Excerpts from location labeling data:
┄┄┄┄┄┄┄┄┄┄

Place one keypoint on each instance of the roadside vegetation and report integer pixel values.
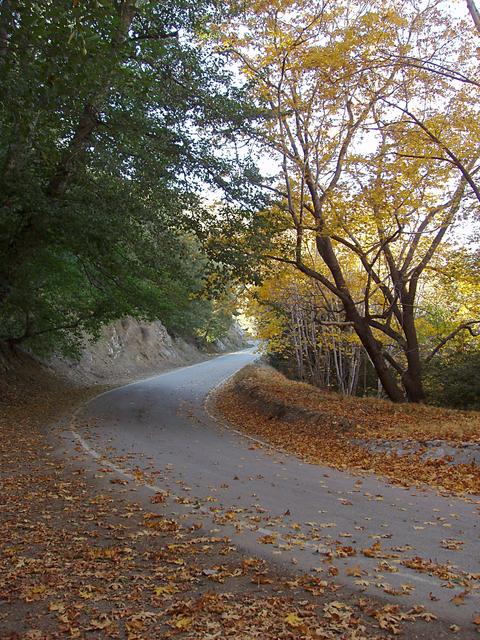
(325, 427)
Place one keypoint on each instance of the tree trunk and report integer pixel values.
(475, 13)
(90, 120)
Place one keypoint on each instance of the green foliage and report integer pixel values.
(112, 118)
(453, 380)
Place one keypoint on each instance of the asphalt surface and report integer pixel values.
(300, 516)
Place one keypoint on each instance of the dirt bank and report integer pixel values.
(326, 428)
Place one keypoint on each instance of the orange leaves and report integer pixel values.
(328, 428)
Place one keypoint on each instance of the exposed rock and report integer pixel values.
(127, 349)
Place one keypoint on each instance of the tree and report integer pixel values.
(112, 117)
(355, 180)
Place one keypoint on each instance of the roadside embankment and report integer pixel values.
(408, 444)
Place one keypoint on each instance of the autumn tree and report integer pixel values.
(354, 177)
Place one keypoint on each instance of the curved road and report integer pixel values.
(299, 515)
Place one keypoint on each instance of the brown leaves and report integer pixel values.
(247, 403)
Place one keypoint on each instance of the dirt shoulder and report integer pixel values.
(327, 428)
(82, 558)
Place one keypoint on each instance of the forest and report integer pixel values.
(315, 161)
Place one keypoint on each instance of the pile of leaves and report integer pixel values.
(82, 559)
(244, 399)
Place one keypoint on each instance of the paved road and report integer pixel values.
(276, 506)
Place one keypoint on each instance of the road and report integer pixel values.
(300, 516)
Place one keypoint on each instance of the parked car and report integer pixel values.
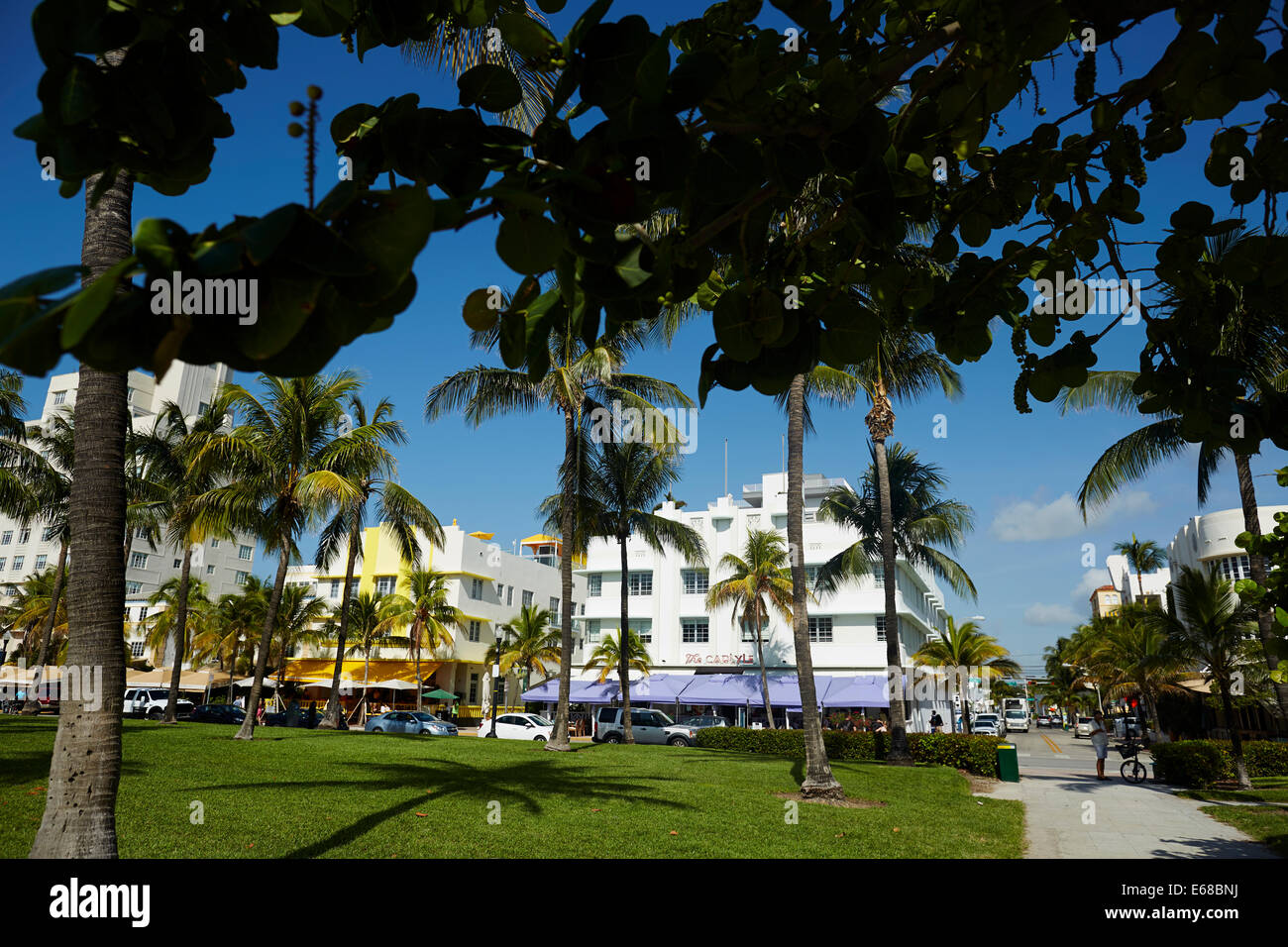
(1017, 720)
(698, 723)
(986, 723)
(647, 727)
(218, 712)
(410, 722)
(151, 702)
(519, 727)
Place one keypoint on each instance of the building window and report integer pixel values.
(644, 629)
(696, 581)
(695, 630)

┄┄┄┄┄┄┄┄┄┄

Reproduce verbatim the material from the line containing "Place one keypoint on each instance of the asphalt" through the final line, both ends included. Leave the pictures out of your answer.

Place one keypoint on each instance of the asphalt surface and report integer pixel values.
(300, 516)
Place one keypoint on each instance of the dirt bank and report integer pixel values.
(326, 428)
Place one keypoint on each instance of the orange leaves and report integer pixel values.
(328, 428)
Place one keypoint on each instance of the exposed rock and report integer pixel values.
(127, 349)
Place one keypoint on each instance of the tree and report integer pixel values.
(112, 117)
(355, 180)
Place one keypoint on each instance of the roadside embankment and report integer pixel values.
(408, 444)
Place one keypoint on each instance of the autumn tree and report integer pixel values.
(354, 177)
Place one keypoint on each instance of the curved road and report integer pixel values.
(299, 515)
Place one keypoint on each instance of the brown leaves and report integer pixel values.
(247, 403)
Place one keypoint on each instance of the dirt shoulder and report integer pixel values.
(327, 428)
(82, 558)
Place one keypoint on each instance of the forest and report integer pixel values.
(315, 161)
Place one keypoint on each instance of the pile of leaves and report integer pixel values.
(82, 559)
(244, 399)
Place one keypoint on each instance of the paved road and report integer pixel values.
(276, 506)
Place one keypoint on each instance of the road and report integer pixel values.
(300, 516)
Place one keypoint on each instance of the parked car and report integer pixel values.
(1017, 720)
(698, 723)
(986, 723)
(647, 727)
(218, 712)
(410, 722)
(151, 702)
(519, 727)
Place one keypoint on each instance of the building window and report integer pixel values.
(644, 629)
(696, 581)
(695, 630)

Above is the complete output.